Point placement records
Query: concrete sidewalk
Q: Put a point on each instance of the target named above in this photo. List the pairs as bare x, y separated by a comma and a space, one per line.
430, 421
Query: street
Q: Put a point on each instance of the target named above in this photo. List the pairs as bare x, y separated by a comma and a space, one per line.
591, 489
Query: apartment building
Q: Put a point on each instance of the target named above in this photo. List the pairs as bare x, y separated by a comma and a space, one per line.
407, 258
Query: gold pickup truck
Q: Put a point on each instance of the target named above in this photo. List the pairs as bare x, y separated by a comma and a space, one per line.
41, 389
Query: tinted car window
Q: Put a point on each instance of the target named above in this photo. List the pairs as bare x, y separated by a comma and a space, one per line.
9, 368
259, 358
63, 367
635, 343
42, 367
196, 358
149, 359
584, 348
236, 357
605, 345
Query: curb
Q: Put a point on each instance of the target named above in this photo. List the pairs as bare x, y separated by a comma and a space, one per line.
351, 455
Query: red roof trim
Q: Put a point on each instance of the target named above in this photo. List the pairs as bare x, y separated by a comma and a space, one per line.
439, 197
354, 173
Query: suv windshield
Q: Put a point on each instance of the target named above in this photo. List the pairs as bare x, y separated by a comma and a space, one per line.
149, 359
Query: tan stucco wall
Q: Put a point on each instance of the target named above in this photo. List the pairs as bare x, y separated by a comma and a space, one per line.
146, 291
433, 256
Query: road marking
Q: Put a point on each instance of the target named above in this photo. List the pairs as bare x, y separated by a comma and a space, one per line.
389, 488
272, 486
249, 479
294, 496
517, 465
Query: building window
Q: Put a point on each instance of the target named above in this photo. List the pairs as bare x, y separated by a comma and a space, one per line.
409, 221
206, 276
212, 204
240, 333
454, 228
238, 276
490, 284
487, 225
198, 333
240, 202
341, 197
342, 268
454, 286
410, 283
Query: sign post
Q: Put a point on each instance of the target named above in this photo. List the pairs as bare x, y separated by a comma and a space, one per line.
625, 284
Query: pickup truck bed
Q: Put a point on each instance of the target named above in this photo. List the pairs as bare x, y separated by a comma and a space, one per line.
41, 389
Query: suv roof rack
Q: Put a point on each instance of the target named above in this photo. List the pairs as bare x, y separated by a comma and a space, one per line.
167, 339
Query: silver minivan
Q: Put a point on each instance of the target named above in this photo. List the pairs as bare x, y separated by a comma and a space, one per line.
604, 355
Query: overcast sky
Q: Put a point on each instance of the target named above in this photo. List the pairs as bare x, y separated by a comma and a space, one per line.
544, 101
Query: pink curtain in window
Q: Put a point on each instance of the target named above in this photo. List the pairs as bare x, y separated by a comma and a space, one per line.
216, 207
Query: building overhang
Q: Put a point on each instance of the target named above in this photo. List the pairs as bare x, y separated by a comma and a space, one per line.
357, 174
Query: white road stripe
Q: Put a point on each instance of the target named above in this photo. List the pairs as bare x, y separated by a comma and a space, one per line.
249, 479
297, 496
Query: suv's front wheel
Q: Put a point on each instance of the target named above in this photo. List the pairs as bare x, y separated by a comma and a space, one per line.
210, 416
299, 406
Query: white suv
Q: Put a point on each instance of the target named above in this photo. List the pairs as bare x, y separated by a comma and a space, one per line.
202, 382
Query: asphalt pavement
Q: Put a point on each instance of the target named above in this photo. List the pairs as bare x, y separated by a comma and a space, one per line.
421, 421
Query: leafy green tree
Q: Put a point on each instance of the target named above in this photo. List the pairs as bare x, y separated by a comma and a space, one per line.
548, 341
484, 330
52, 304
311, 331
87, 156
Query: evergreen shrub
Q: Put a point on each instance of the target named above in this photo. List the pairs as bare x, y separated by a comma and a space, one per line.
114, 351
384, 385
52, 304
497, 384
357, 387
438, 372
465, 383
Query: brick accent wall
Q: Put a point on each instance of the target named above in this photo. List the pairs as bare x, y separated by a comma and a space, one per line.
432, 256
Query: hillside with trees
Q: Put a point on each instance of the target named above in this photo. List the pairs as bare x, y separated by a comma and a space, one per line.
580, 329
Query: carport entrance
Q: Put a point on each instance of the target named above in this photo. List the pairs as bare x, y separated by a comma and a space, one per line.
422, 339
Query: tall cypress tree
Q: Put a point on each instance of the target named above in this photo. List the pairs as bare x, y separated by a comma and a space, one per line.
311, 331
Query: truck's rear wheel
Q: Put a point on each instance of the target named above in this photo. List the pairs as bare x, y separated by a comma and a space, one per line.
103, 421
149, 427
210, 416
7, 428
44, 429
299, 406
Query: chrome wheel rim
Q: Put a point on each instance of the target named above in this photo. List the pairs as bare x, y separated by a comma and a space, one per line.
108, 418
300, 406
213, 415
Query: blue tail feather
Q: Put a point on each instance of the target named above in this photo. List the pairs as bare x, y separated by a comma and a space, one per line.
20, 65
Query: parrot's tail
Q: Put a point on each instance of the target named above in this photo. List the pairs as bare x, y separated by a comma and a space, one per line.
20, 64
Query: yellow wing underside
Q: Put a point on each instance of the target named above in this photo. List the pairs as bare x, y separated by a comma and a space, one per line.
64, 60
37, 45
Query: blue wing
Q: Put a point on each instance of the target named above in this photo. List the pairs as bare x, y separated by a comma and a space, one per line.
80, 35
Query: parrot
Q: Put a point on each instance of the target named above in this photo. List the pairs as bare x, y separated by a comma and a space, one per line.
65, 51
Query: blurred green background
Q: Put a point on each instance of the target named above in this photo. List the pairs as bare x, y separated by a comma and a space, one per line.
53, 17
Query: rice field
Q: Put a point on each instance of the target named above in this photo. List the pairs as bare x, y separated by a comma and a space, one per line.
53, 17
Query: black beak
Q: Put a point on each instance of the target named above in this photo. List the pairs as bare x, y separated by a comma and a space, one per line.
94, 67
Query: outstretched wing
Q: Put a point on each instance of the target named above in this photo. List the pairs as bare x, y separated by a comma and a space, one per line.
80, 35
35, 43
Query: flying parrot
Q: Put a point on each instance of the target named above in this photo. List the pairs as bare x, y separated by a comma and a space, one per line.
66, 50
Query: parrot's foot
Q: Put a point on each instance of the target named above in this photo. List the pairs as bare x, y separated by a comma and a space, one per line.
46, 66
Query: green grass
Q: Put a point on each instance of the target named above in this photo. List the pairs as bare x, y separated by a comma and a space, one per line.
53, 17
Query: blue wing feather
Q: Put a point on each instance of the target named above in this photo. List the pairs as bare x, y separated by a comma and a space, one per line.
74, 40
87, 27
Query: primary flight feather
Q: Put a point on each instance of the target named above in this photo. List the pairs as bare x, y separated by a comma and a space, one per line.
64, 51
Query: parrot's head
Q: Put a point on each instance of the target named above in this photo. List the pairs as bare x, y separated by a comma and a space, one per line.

Directions for this task ▸ Please copy the records from the line with "Query: parrot's head" through the end of the records, leaving every character unchanged.

Output of the exercise ▸
Query: parrot's head
Q: Put a point on each instance of the target named above in this photo. List the pairs as bare x, y separated by a comma and a space, one per line.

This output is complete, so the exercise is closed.